[Segmentation labeling entries]
+++

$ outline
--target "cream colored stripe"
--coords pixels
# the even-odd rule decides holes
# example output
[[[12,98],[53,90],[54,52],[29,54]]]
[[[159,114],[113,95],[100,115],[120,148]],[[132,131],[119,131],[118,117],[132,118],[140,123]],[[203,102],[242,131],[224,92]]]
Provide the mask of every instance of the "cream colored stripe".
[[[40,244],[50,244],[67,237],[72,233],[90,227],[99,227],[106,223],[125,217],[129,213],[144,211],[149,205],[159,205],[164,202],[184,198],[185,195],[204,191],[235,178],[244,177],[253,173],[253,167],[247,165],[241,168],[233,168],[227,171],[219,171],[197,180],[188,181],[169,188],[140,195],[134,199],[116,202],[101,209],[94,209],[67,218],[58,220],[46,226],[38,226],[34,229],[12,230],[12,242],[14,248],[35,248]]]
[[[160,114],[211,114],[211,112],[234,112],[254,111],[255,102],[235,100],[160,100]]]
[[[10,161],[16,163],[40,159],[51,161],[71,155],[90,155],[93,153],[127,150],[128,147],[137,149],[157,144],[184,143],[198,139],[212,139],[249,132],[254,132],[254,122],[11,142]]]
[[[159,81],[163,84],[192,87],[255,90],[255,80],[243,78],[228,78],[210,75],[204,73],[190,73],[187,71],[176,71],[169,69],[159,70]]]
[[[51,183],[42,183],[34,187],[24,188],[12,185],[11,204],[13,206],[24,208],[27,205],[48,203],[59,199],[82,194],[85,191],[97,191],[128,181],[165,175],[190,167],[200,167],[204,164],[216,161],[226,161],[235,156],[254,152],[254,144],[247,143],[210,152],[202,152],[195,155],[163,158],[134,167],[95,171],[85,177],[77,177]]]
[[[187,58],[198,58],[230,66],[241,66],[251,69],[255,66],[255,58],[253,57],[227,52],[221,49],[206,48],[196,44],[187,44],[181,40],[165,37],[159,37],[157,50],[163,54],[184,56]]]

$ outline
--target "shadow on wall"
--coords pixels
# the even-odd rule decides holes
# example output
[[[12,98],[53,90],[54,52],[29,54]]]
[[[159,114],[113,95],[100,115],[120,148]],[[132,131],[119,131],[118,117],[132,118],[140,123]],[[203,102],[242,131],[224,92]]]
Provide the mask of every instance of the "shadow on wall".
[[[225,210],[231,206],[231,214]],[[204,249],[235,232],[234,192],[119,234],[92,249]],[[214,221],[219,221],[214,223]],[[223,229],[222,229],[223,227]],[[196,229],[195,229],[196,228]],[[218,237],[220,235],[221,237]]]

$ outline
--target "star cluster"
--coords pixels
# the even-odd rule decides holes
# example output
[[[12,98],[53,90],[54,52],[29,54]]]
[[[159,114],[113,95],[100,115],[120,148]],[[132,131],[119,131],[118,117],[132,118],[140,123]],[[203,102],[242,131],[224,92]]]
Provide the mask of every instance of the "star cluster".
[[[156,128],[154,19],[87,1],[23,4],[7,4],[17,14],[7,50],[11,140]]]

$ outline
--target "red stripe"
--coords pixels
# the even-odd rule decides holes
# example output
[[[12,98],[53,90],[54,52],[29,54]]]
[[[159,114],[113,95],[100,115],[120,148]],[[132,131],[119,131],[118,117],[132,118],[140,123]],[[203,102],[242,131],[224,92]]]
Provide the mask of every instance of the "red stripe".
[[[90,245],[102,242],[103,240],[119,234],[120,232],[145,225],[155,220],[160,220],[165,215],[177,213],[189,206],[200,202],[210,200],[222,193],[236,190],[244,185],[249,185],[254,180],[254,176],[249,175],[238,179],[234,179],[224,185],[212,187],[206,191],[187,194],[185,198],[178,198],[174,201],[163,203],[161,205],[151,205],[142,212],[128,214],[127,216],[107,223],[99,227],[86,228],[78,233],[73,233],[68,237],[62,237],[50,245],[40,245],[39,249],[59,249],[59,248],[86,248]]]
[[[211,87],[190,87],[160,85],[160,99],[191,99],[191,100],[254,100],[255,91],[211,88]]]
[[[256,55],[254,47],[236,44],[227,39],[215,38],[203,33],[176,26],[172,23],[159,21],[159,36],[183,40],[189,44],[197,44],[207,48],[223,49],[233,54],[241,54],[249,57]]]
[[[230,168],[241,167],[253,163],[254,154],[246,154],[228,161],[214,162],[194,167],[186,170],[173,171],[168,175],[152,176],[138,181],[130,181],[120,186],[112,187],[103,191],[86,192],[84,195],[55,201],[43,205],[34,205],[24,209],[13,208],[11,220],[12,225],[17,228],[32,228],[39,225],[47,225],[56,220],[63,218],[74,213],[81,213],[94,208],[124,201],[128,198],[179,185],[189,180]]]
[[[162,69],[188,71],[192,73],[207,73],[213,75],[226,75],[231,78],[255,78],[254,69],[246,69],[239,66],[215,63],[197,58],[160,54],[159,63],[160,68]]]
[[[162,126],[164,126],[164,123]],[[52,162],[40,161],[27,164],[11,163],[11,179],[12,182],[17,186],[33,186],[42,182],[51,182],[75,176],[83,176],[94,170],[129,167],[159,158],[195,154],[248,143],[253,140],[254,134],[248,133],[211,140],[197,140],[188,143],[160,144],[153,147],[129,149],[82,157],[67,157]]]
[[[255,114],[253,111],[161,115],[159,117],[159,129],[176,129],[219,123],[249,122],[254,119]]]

+++

→ WRITTEN INSTRUCTION
Locate each line in the data above that contains the word "instance", and copy those lines.

→ TASK SOLUTION
Provide the mask of every instance of the "cream colored stripe".
Provide the mask of every instance of the "shadow on wall".
Provide the mask of every instance of the "star cluster".
Provide the mask of every instance of the "red stripe".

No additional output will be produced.